**TASK DETAILS**
Print the data once more, exactly as supplied.

Region pointing data
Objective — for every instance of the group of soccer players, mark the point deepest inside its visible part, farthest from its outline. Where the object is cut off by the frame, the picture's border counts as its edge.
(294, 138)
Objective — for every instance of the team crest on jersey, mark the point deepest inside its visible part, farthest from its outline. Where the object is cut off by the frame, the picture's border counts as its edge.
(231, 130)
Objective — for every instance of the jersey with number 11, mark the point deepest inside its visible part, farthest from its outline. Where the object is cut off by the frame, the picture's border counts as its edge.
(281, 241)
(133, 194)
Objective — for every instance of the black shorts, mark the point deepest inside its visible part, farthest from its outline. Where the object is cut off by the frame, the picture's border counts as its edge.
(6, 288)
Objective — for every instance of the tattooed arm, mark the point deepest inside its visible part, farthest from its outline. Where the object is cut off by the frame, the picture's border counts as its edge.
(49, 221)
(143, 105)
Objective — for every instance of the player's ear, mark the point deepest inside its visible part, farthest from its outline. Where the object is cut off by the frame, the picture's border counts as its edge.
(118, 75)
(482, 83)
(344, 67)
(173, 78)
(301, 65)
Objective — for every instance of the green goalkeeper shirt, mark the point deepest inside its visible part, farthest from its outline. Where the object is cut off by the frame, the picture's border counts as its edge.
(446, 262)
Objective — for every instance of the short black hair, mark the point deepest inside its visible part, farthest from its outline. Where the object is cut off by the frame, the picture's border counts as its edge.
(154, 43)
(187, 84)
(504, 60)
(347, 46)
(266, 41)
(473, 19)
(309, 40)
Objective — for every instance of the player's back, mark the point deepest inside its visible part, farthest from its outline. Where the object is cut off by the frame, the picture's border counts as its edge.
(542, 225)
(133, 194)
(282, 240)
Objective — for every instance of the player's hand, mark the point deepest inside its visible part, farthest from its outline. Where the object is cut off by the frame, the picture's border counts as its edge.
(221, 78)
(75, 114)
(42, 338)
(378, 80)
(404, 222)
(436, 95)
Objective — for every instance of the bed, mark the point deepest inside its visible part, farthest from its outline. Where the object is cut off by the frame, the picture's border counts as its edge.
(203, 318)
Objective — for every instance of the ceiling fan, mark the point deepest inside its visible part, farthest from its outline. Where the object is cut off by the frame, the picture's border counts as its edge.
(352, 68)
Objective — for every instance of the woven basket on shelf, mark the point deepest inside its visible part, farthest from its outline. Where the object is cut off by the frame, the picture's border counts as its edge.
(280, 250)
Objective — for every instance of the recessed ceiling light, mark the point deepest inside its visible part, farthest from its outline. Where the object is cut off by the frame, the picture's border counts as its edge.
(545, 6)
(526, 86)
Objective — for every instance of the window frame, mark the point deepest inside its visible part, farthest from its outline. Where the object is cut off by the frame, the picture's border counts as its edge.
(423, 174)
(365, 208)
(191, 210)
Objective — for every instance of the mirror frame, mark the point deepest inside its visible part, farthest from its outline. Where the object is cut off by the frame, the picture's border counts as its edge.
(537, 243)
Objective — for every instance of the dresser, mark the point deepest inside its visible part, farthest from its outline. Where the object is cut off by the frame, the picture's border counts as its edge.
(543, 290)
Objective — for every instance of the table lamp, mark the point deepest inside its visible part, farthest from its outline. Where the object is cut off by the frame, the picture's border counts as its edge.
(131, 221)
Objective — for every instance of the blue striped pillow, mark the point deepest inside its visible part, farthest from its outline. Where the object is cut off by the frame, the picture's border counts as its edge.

**TASK ANSWER**
Objective — for every instance of the group of soccer players, mark the point deepest inside its visible part, farthest from its outline. Where the object is cut off by the frame, the picture's border counts as its edge.
(294, 138)
Objective — for every instance of the team crest on jersey, mark the point deepest inside its visible part, farthest from its outline. Where the object is cut off by the frame, the picture's border counts as its edge.
(231, 130)
Objective — for every instance of the jersey with number 11, mark the point deepest inside its visible part, farthest from its outline. Where the object is cut off by the frame, the picture's border counts as its edge.
(281, 241)
(133, 194)
Objective — for every instance of the black shorts, mark the point deepest inside its visible part, farthest from its outline. Where the object is cut off by the frame, the picture's border counts as its edge.
(6, 288)
Objective — for every instance of the tattooed arm, mark the point deepest inside its visible part, farthest from its outline. Where the object is cut off by the frame, the picture's border counts as its edge.
(49, 221)
(143, 105)
Objective — for every instance of the player's ear, mark the point deepest inside its visible part, farthest from its outline. Where the object is cut off by the frame, the picture's border counts as its edge.
(118, 75)
(482, 83)
(344, 67)
(173, 78)
(301, 65)
Objective — for every instance of the green goalkeeper shirt, mark the point deepest inside its visible part, farthest from its outline. Where the object is cut off by the frame, the picture's border counts as its edge.
(446, 262)
Objective — for every instance of the short black hair, mark the point deepest inside its visible part, farthest from its outline. Where the object is cut off by the frame, the picture's border counts as its edge.
(154, 43)
(187, 84)
(504, 60)
(347, 46)
(266, 41)
(473, 19)
(309, 40)
Objective — for every instance of the player's back, mark the point deepest inside its visible part, farthest from its outline. Where the object is cut off by the frame, the picture's border counts as its edge.
(542, 225)
(133, 194)
(282, 240)
Objective — for every instance of the player's hand, mark the point deepest inside its visible part, farthest from its outline. Where the object is cut off by the frame, the picture's border counts as its edge.
(221, 78)
(75, 114)
(42, 338)
(378, 80)
(404, 222)
(436, 95)
Objective — for every instance of the bed, mark the point deepest inside its visible part, farthest from its outline. Where the object is cut off by the frame, the picture's border counts as its edge.
(203, 318)
Objective — for every instance of the ceiling fan, mark the point deepest inside its visible part, farthest from its outline. Where the object is cut off by the frame, the picture's border counts as its edge.
(352, 68)
Objective — for every instance of the woven basket on shelf, mark the point deepest inside its visible part, farthest from its outline. Where the object is cut off by the frame, the picture's border counts as its edge.
(280, 250)
Objective — for every instance of the recessed ceiling light, mark the point deepest inside its visible part, farthest from its outline. Where the object is cut off by the frame, the picture's border counts as its edge.
(545, 6)
(526, 86)
Objective — for every instance of the window frame, mark the point deepest inside its visible part, farthest from its outline. Where the object is cut off by the frame, the picture's border counts as its edge.
(423, 174)
(365, 208)
(191, 210)
Objective — for every instance of the mirror frame, mark the point deepest inside its visible part, farthest from its outline. Where the object is cut off by the frame, the picture's border counts as its edge.
(537, 243)
Objective — for every instance of the dresser, mark the point deepest inside its visible part, farthest from its outline. Where the object is cut off by the frame, the picture's border counts as its edge.
(543, 290)
Objective — for every instance of the table lamp, mark the point deepest inside its visible part, farthest from its outline. Where the object is cut off by the frame, the picture's border counts as its edge.
(131, 221)
Objective — for every instance of the blue striped pillow, mark the point deepest inside its visible part, farthest from its outline. Where the object is cut off by the frame, the picture's border counts as its edge.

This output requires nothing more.